# [What is required]
Print out the entries below with no edits.

++++ Task data

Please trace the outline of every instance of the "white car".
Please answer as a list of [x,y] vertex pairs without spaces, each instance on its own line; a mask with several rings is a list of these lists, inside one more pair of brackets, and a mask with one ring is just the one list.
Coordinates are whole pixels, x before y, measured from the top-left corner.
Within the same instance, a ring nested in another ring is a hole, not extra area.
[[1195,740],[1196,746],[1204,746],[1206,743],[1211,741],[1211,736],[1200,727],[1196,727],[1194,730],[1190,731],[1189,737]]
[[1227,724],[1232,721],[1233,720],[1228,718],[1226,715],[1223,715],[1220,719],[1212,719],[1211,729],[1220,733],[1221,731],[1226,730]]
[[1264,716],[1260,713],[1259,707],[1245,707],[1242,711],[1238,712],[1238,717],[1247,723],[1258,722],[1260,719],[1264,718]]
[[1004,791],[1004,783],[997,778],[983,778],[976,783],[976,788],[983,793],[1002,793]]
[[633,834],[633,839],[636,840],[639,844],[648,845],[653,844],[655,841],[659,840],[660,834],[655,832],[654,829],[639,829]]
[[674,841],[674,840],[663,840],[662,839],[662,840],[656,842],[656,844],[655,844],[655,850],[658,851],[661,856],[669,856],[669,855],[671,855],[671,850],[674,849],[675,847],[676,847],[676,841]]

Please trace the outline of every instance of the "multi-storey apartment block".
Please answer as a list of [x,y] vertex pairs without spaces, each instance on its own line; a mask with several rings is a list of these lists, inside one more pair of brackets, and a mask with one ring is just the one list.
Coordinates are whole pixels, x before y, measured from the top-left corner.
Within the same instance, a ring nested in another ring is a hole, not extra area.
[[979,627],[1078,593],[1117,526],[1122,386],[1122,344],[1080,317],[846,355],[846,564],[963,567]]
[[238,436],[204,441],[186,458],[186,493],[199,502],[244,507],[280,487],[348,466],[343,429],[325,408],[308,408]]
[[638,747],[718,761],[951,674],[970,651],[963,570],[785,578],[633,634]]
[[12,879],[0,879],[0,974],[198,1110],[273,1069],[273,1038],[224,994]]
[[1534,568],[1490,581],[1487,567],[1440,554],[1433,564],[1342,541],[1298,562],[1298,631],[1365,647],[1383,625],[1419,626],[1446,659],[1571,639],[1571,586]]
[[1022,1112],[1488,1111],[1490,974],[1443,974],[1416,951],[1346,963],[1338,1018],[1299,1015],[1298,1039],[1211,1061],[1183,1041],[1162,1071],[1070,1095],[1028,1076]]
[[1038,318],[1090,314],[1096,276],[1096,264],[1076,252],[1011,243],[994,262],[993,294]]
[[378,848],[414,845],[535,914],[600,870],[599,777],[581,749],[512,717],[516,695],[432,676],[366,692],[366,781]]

++++++++

# [Written reply]
Please trace the outline of every instance of the "white car".
Please answer as a list of [x,y] vertex pairs without spaces, each instance on its own line; a mask with several rings is a list of these lists, inside one more pair of brackets, and a mask with one ring is just the one list.
Coordinates are whole pixels, x before y, measured from the top-left corner.
Within the same instance, a ring nested in another ring is a hole, not extra area.
[[1195,740],[1196,746],[1204,746],[1206,743],[1211,741],[1211,736],[1200,727],[1196,727],[1194,730],[1190,731],[1189,737]]
[[1227,724],[1232,721],[1233,720],[1228,718],[1226,715],[1223,715],[1220,719],[1212,719],[1211,729],[1220,733],[1221,731],[1226,730]]
[[1264,716],[1260,713],[1259,707],[1245,707],[1242,711],[1238,712],[1238,717],[1247,723],[1258,722],[1260,719],[1264,718]]
[[1004,791],[1004,783],[997,778],[983,778],[976,783],[976,788],[983,793],[1002,793]]
[[633,834],[633,839],[636,840],[639,844],[648,845],[653,844],[655,841],[659,840],[660,834],[655,832],[654,829],[639,829]]
[[674,841],[674,840],[663,840],[662,839],[662,840],[656,842],[656,844],[655,844],[655,850],[658,851],[661,856],[669,856],[669,855],[671,855],[671,850],[674,849],[675,847],[676,847],[676,841]]

Please trace the outline of every instance of the "multi-storey apartment block".
Please answer as a list of [x,y] vertex pairs without spaces, each instance on its own line; a mask with several rings is a list of these lists, inside one more pair of brackets, and a mask with one ring is just the one list.
Coordinates are whole pixels, x before y, measured from the top-left corner.
Within the same instance, a ring nested in another ring is a hole, not extra area.
[[979,627],[1078,593],[1117,526],[1122,386],[1122,344],[1080,317],[846,355],[846,564],[963,567]]
[[238,436],[204,441],[186,458],[186,493],[199,502],[244,507],[280,487],[348,466],[343,429],[325,408],[308,408]]
[[638,747],[718,761],[951,674],[970,651],[963,570],[785,578],[633,634]]
[[12,879],[0,879],[0,974],[198,1110],[273,1069],[273,1038],[224,994]]
[[1534,568],[1490,581],[1487,567],[1440,554],[1433,564],[1342,541],[1298,562],[1298,631],[1365,647],[1383,625],[1419,626],[1446,659],[1571,639],[1571,586]]
[[1022,1112],[1488,1111],[1490,974],[1443,974],[1416,951],[1346,963],[1338,1018],[1299,1015],[1298,1039],[1211,1061],[1183,1041],[1162,1071],[1070,1095],[1028,1076]]
[[1038,318],[1090,314],[1096,276],[1096,264],[1076,252],[1011,243],[994,262],[993,294]]
[[378,848],[414,845],[535,914],[600,870],[599,777],[581,749],[512,717],[516,695],[432,676],[366,692],[366,781]]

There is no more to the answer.